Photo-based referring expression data
--------------------------------------------------
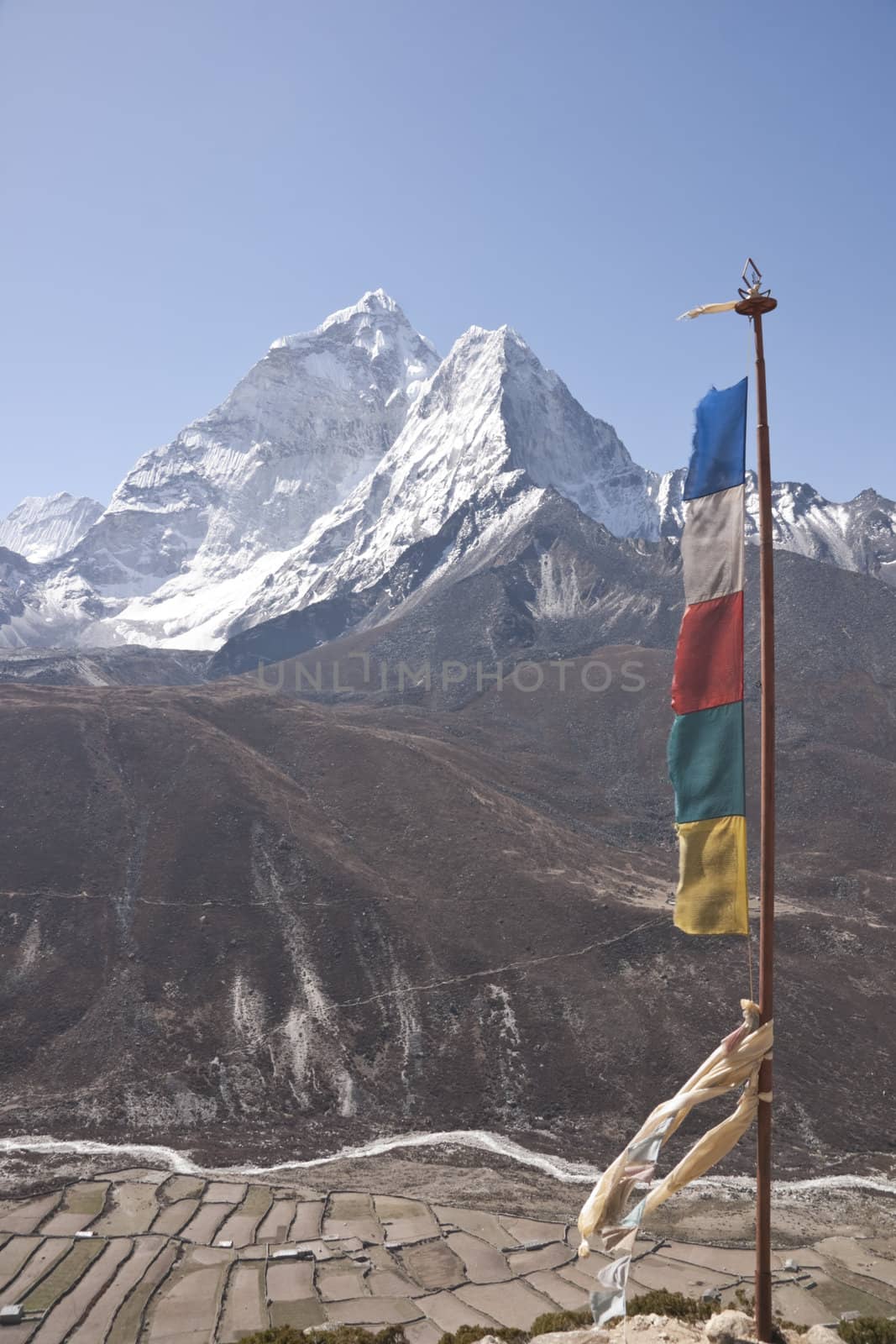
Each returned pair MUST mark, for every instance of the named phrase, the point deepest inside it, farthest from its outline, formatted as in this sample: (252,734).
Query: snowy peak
(343,452)
(46,526)
(376,328)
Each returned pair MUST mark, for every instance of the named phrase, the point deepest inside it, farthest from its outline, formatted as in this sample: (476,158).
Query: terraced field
(147,1257)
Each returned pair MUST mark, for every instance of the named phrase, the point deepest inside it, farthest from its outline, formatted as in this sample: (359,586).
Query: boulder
(821,1335)
(730,1327)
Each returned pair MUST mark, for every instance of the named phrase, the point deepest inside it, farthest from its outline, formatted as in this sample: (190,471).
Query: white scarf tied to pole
(734,1063)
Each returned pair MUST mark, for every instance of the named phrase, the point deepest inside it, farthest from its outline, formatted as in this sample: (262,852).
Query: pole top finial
(754,300)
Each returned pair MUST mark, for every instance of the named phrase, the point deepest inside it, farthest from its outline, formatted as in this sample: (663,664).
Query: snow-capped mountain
(46,526)
(340,452)
(492,428)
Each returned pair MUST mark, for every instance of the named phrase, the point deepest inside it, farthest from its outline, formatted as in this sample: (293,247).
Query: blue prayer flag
(718,459)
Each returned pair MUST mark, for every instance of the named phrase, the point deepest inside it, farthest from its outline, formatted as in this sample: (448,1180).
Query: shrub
(470,1334)
(336,1335)
(868,1330)
(553,1321)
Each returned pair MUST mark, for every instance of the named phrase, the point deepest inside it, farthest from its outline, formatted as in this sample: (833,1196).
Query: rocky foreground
(159,1257)
(728,1327)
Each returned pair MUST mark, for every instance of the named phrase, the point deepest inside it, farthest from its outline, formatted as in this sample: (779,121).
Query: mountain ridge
(343,448)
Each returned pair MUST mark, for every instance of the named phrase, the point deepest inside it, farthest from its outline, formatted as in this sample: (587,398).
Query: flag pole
(754,304)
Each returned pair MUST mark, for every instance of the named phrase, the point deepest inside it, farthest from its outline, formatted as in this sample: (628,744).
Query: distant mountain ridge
(42,528)
(342,452)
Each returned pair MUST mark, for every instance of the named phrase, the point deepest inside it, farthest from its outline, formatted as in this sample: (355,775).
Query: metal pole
(754,306)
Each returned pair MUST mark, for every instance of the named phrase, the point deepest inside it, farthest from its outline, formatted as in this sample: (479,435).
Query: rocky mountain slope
(338,459)
(315,917)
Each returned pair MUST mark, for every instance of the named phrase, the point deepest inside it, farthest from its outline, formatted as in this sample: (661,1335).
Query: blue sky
(188,179)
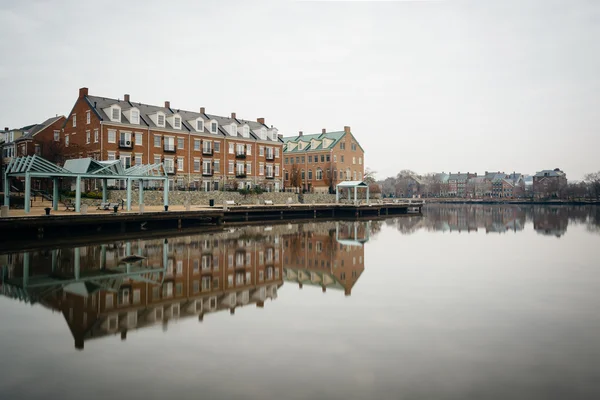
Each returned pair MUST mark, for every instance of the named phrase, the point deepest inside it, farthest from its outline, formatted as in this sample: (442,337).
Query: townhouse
(199,151)
(317,162)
--------------------------------------------------
-- Action item --
In the copy, include no pictures; transcribe every record above verbatim.

-- Answer to the exercise --
Each returned pair MUST mark, for every instance of the named phrase, the point deepest inside it, farthest from its outline, formatted as in this sample: (252,734).
Query: snowy peak
(343,452)
(46,526)
(376,328)
Each returned pair MUST mark, for every instance of the named phrase, the point deepest inside it, farthest from its outline, formatted as in this sample: (476,158).
Query: terraced field
(147,1257)
Each returned pair MUST mark, for every instance of the named phrase, the point deepest inside it, farthest from its outline, formatted as in this sample: (359,586).
Query: boulder
(821,1335)
(730,1327)
Each returned pair MUST mark, for every instance of the named phrase, the point deepest inside it, farthest from its outline, formatted as in this sample: (190,471).
Query: white scarf tied to pole
(734,1063)
Each returned pair MUST mark, for every instance of the named phrase, the point deepest inside it, farthest from its outline, formatted as in this sample: (262,852).
Query: pole top finial
(754,300)
Each returned pair MUST mark, for every instance of the named phrase, the point deepest inside it, farthest from its outline, formatted as in this sample: (663,664).
Query: snow-capped mountain
(46,526)
(340,452)
(492,428)
Each returned pair MUST mark, for every instance of the named phrase, the point deepest inside it, farthest from its outline, formatted as in this sample: (293,247).
Query: blue prayer flag
(718,459)
Each returned pair MUST mark, for every instance of the named phrase, the point deepest inside it, farthest from its outline, formatted as in this sample: (448,1180).
Query: shrub
(470,1334)
(336,1335)
(868,1330)
(553,1321)
Each returned pair MUST mark, for every instance of the named phrase, the point deepest inside it, farthest from its outline, formatted as in this sample: (833,1196).
Query: rocky foreground
(159,1257)
(728,1327)
Each returned pair MUST mark, for every instance of the named phrase, the point deepest inside it, farthest from its outline, formatted as in this sample: (779,121).
Query: mountain ridge
(343,448)
Each returned pair MUST mark, for every instance of the named phrase, the point deepest inside it, farthest from its outline, formatted as in this sample: (587,398).
Query: flag pole
(754,304)
Each returned pair MUST mark, for every instance of the named phrase, the point deepest inside it, farthest from its outline, formatted as in this sample: (628,744).
Query: distant mountain ridge
(42,528)
(342,452)
Each returned pair MUST mark, for every instance of the named phrase, the point deepest inside it, farthest from its outline, formatted as in this sample: (355,775).
Query: metal pole
(754,306)
Each returned pair MUST mark, for every instance of the named phrase, the point deepest inside it, farthest from its outline, formatted as in this sample: (479,435).
Query: rocky mountain slope
(338,459)
(315,917)
Each returned pair MUST mark, for every instance of the named phrase, the point deepest inside it, farthest from its outline, formatted as in this sample: (661,1335).
Query: blue sky
(188,179)
Each returned pair MUST mark, for every instance of the named phrase, the point deepest inside it, farthest from its outline, formatted as in this sample: (442,337).
Query: townhouse
(199,151)
(317,162)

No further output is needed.